§ EXCERPT PROVIDED
==================================================

Therefore, electric switches of same switching characteristics can
be hardly reproduced.
[0026] One object of the present invention is to provide a
heavy-current, long-lived AC/DC switching mechanism which is free
of bouncing at the time of turning on, and is capable of cutting
off the flow of heavy electric current instantly at the time of
turning off.
SUMMARY OF THE INVENTION
[0027] A switching mechanism in a spring-reversal type of electric
switch comprising: a casing having stationary contacts mounted
therein; an actuator having movable contacts to mate with the
stationary contacts and springs to push the rear sides of the
movable contacts; an operating lever rotatable about its pivot for
switching operation; a plunger operatively connected to the
operating lever; a rotatable reversal member for driving the
actuator; a reversal coiled spring one end of which is connected to
the reversal member and the other end of which is connected to the
plunger, the reversal coiled spring being responsive to transition
across its reversal point for reversing its resilient force in
direction, thus making the movable contacts move toward the
stationary contacts or leave apart therefrom when depressing or
releasing the operating lever, is improved according to the present
invention as follows:
[0028] the switching mechanism is so constructed that the actuator
is allowed to move a predetermined distance before reaching the
reversal point on the way to the switching "on" position, thus
reducing the distance to the switching "on" position to travel the
remaining distance instantly when the reversal member reverses,
thereby making the movable contacts mate with the stationary
contacts quickly. The distance to the switching "on" position is
reduced to be short enough to cause little or no bouncing even if
the movable contacts travel the remaining distance quickly to abut
on the stationary contacts.

==================================================

[Position annotation records]

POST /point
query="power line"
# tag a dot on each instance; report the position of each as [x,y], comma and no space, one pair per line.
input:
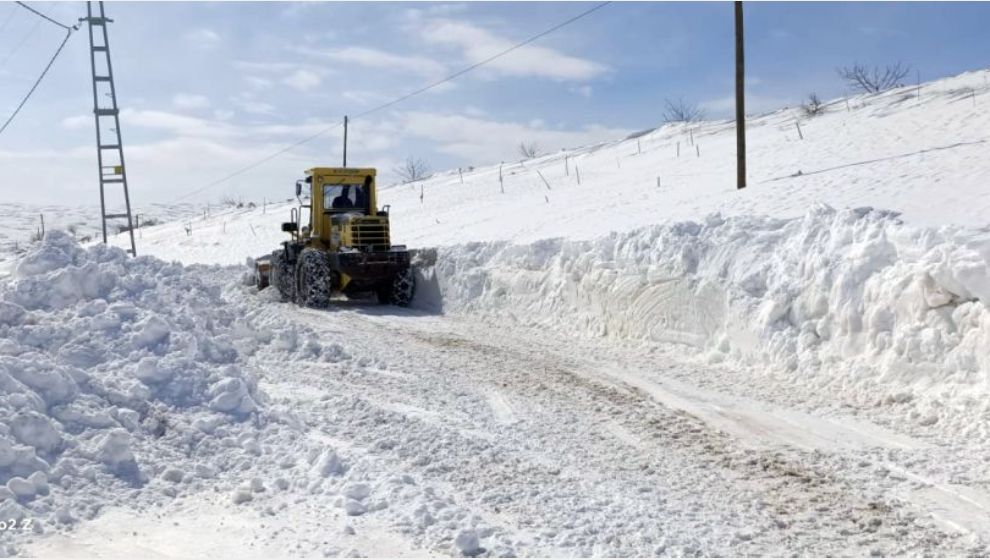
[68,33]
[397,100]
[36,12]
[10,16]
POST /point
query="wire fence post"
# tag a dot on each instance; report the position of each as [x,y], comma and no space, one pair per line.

==================================================

In the switching mechanism excerpt, what are the two ends of the reversal coiled spring connected to? Rely only on the switching mechanism excerpt for the answer.

One end is connected to the reversal member and the other end to the plunger.